Dataset entries:

───

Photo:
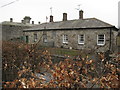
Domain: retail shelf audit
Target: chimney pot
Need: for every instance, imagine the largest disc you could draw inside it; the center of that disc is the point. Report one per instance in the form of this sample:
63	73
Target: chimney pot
64	16
51	18
81	14
22	21
11	19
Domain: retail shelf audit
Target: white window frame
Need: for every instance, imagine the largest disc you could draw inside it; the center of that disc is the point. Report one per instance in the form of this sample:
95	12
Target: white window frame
65	38
98	42
80	37
35	37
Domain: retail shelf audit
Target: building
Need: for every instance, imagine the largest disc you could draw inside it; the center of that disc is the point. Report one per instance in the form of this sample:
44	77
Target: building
13	30
90	34
119	14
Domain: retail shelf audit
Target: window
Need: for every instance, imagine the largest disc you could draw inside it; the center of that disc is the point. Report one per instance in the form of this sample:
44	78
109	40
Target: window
53	34
45	38
27	39
65	38
35	37
101	39
81	39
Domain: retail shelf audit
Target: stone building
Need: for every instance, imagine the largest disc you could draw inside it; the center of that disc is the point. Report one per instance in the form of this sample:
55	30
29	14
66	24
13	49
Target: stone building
82	33
14	30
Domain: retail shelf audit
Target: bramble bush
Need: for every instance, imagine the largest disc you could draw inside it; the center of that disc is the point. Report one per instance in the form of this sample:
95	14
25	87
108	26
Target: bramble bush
24	62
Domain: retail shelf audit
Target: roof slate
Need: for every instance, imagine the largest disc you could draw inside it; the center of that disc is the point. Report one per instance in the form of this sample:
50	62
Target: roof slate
79	23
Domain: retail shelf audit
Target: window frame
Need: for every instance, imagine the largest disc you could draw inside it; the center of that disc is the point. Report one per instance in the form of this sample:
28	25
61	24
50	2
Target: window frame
99	44
79	39
65	38
45	38
35	37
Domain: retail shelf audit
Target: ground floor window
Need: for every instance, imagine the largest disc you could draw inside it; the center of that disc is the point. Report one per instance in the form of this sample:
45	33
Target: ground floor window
27	39
35	37
45	38
81	39
101	39
65	38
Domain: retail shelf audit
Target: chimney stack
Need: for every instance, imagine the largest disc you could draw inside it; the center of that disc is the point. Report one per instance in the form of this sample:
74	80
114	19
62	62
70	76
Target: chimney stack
11	19
22	21
27	20
80	14
32	22
64	16
51	18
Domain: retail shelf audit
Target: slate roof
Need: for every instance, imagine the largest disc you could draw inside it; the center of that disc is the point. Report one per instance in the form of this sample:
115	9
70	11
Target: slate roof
71	24
16	23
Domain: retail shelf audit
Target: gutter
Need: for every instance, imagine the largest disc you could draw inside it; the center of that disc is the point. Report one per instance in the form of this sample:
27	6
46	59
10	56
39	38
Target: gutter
58	29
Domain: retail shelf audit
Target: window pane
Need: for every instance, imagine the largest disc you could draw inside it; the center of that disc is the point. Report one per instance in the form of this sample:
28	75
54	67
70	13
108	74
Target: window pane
81	39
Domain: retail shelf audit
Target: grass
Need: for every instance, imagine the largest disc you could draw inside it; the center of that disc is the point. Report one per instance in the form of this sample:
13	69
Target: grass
68	52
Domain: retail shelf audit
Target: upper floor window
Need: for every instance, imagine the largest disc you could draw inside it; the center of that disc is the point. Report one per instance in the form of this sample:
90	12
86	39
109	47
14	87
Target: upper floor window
101	39
35	37
81	39
65	38
45	37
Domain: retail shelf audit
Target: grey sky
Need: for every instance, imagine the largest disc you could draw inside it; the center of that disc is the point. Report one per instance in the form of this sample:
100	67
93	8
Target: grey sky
105	10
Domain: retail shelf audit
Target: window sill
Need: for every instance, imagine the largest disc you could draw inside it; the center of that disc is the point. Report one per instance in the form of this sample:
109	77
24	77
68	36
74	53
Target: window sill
65	42
81	43
100	44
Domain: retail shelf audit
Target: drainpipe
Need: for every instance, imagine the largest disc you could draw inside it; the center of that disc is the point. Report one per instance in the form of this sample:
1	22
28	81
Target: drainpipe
110	40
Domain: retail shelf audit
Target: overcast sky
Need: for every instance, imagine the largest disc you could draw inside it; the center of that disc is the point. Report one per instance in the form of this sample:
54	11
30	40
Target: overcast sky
105	10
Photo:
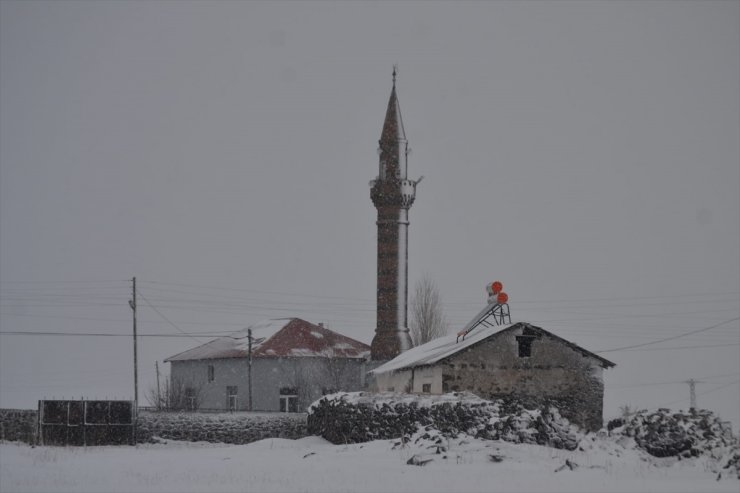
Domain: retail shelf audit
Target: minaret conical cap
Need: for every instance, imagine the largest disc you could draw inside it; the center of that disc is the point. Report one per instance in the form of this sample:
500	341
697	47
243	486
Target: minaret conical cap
393	125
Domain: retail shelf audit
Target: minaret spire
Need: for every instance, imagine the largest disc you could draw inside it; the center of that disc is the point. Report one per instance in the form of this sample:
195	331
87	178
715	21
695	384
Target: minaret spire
392	194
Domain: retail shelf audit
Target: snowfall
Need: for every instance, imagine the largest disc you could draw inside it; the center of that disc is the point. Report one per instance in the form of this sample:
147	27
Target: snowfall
314	464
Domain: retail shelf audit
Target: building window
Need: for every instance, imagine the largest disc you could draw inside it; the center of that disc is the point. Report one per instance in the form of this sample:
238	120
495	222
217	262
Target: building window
231	397
525	346
289	400
190	398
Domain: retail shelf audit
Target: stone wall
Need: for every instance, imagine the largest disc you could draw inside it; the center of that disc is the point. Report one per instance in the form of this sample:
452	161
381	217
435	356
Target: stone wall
237	428
361	417
18	425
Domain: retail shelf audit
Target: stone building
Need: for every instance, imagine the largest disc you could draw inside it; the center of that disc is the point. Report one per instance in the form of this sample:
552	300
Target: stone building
278	365
517	360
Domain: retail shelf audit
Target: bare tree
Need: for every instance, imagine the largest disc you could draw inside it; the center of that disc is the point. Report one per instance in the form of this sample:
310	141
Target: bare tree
427	319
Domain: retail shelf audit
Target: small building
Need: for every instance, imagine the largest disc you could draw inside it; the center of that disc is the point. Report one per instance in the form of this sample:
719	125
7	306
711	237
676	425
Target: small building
293	363
516	360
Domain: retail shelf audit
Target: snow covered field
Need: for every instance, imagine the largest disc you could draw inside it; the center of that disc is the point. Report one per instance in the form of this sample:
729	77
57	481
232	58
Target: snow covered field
313	464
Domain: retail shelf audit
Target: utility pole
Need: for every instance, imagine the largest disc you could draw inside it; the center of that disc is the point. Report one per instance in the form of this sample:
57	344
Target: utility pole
132	304
692	392
159	397
249	364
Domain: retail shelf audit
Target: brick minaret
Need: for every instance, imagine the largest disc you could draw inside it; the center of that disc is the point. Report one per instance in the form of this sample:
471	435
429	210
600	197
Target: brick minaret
392	194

───

• [PROBLEM] Could you reproduce the records above exactly, leaving out the pictures?

• [RESULT OF THE EXERCISE]
Photo:
Domain: retail shelf audit
Target: chimney pot
Need: for every instance, imagine the largest disc you could draw inside it; the center of that disc is the point. Report one per instance in the form of this sample:
63	73
Target: chimney pot
64	16
51	18
81	14
22	21
11	19
Domain: retail shelf audit
Target: white window frame
Need: for every instance, imagine the largest disc you could draw inside it; the center of that disc is the point. Report one per instance in the form of this sample:
95	12
Target: white window frame
65	38
98	42
80	37
35	37
Domain: retail shelf audit
Target: building
Need: for every instance, imagine the largest disc you could draw inside it; the center of that disc is the point. Report one per instance in the form of this sample:
44	77
Target: building
13	30
90	34
119	14
Domain: retail shelf audit
Target: window
Need: for every instance, imagine the largest disc you could draw inside it; the center of that disc is the point. Report one per instance in the form of this sample:
44	78
109	40
Target: window
53	34
45	38
27	39
65	38
35	37
101	39
81	39
Domain: retail shelf audit
Target: stone building
Need: for every instance, imagine the largest disc you could draw inside it; the center of that disc is the point. Report one per instance in the form of this sample:
55	30
29	14
66	24
13	49
Target: stone building
82	33
14	30
Domain: retail shelf audit
Target: bramble bush
Need: for every instance, imagine the largest disc you could draw inside it; the center of that disc is the point. Report one per instance in the form of this sample:
95	14
25	87
108	26
Target: bramble bush
24	62
Domain: retail shelf audit
Target: roof slate
Need: for every instance, imagine the largest disc you could draw inside it; the center of that disc is the point. Report one per instance in the form of this sample:
50	62
Target: roof slate
79	23
Domain: retail shelf audit
Target: window frame
Need: for every instance, imagine the largest disc you could draw inside it; the center of that disc is the point. Report one per instance in the form of this sample:
28	25
61	24
50	2
Target: window frame
99	44
79	39
65	38
45	38
35	37
Domain: retail shelf audit
Target: ground floor window
Need: for every instance, imagine the largest disc you could draw inside it; the center of that disc is the point. Report one per instance in the form of this sample:
45	33
Target: ground floor window
27	39
35	37
45	38
81	39
101	39
65	38
Domain: retail shelf audit
Target: chimney stack
Need: for every instance, imagine the largest disc you could draw inside it; the center of that disc is the point. Report one per instance in the form of this sample:
74	80
114	19
62	62
70	76
Target: chimney stack
11	19
22	21
27	20
80	14
32	22
64	16
51	18
Domain: retail shelf audit
Target: slate roof
Need: for every instance, imagine the largest disc you could draw inside it; the center of that disc is the point. Report one per instance in the form of this sample:
115	9
70	11
Target: slate roof
71	24
16	23
Domain: retail shelf audit
Target: gutter
Need: for every instance, imagine the largest disc you could draw inside it; the center of that disc is the point. Report one per instance in the form of this sample:
27	6
46	59
10	56
39	38
Target: gutter
58	29
Domain: retail shelf audit
Target: window pane
Need: for every instance, imagine the largest disc you could draw inside it; the center of that disc is the point. Report one per instance in the form of this sample:
28	75
54	67
70	13
108	74
Target: window pane
81	39
Domain: retail shelf audit
Target: grass
Need: for every instance, imagine the largest disc you could draw inside it; the center of that disc is the point. Report one per instance in the form of this sample:
13	69
Target: grass
68	52
Domain: retail shelf audit
Target: upper floor window
Need: for every instance, imagine the largest disc you could draw inside it; the center of that disc is the point. Report one per instance in the form of this sample:
90	12
86	39
109	47
14	87
Target: upper floor window
101	39
35	37
81	39
65	38
45	37
Domain: retail shelf audit
Target: grey sky
Need: for every instance, imagine the largest disc you could draw inside it; the center of that disc is the point. Report one per instance in the form of this sample:
100	67
93	8
Target: grey sky
105	10
Domain: retail shelf audit
Target: window sill
Need: for every instance, imagine the largest disc you could draw inside it; the center of that disc is the point. Report one per instance in the form of this sample:
109	77
24	77
68	36
74	53
Target: window sill
65	42
81	43
100	44
Domain: retail shelf audit
Target: drainpipe
Need: for every instance, imagine the largest disc you could draw inside it; the center of that disc is the point. Report one per instance in the form of this sample:
1	22
28	81
Target: drainpipe
110	40
Domain: retail shelf audit
Target: overcast sky
Need: for every instance, imagine the largest disc you could draw inside it; the center of that disc is the point. Report one per instance in the form of this sample:
54	11
30	40
Target: overcast sky
105	10
Photo:
Domain: retail shelf audit
Target: minaret conical cap
Need: for every instance, imagine the largest disc you could draw inside it; the center of that disc is the point. Report one per instance in the form of this sample:
500	341
697	47
243	486
Target: minaret conical cap
393	125
Domain: retail shelf audit
Target: minaret spire
Need: for every instance, imagine the largest disc you could draw inside it; the center of that disc is the point. Report one per instance in the form of this sample:
195	331
87	178
715	21
695	384
Target: minaret spire
392	194
Domain: retail shelf audit
Target: snowfall
Need: for every instance, imagine the largest disc you could draw inside it; the center of that disc is the point. Report one per instance in the form of this sample:
147	27
Target: snowfall
314	464
Domain: retail shelf audit
Target: building window
Need: for every instance, imagine the largest disc you could draw inside it; the center of that disc is the point. Report one per instance in the form of this sample:
238	120
495	222
217	262
Target: building window
231	397
525	346
289	400
190	398
Domain: retail shelf audit
Target: stone wall
Need: for every instance, imagine the largest disc you could draw inside it; the center of that disc is the point. Report one per instance in the form of this sample:
452	161
381	217
435	356
Target: stone wall
237	428
361	417
18	425
Domain: retail shelf audit
Target: stone building
Need: for every instance, imagine the largest disc you could draw inside it; the center of that disc is the point. Report one per instance in the form of this sample:
552	300
Target: stone building
278	365
517	360
Domain: retail shelf audit
Target: bare tree
Need: for every instance, imagine the largest disc you could draw inside it; the center of that disc is the point. Report one per instance in the form of this sample:
310	141
Target: bare tree
427	319
Domain: retail shelf audit
Target: small building
Need: for every instance, imagine the largest disc you could draw inside it; the center of that disc is the point. Report one per instance in the form of this sample:
719	125
7	306
711	237
676	425
Target: small building
293	363
516	360
Domain: retail shelf audit
Target: snow covered field
Need: for every instance, imagine the largest disc you could draw inside it; the center of that disc is the point. Report one per instance in the form of this sample:
729	77
57	481
232	58
Target: snow covered field
313	464
Domain: retail shelf audit
Target: utility pole
Need: for every instance, imagine the largest disc you could draw inside it; the center of that disc is the point. Report one per instance in the form of this sample:
57	344
Target: utility pole
132	304
692	392
159	397
249	364
Domain: retail shelf audit
Target: brick minaret
Need: for every instance, imagine the largest disc you could draw inside it; the center of that disc is the point. Report one per instance in the form of this sample:
471	435
429	210
600	197
Target: brick minaret
392	194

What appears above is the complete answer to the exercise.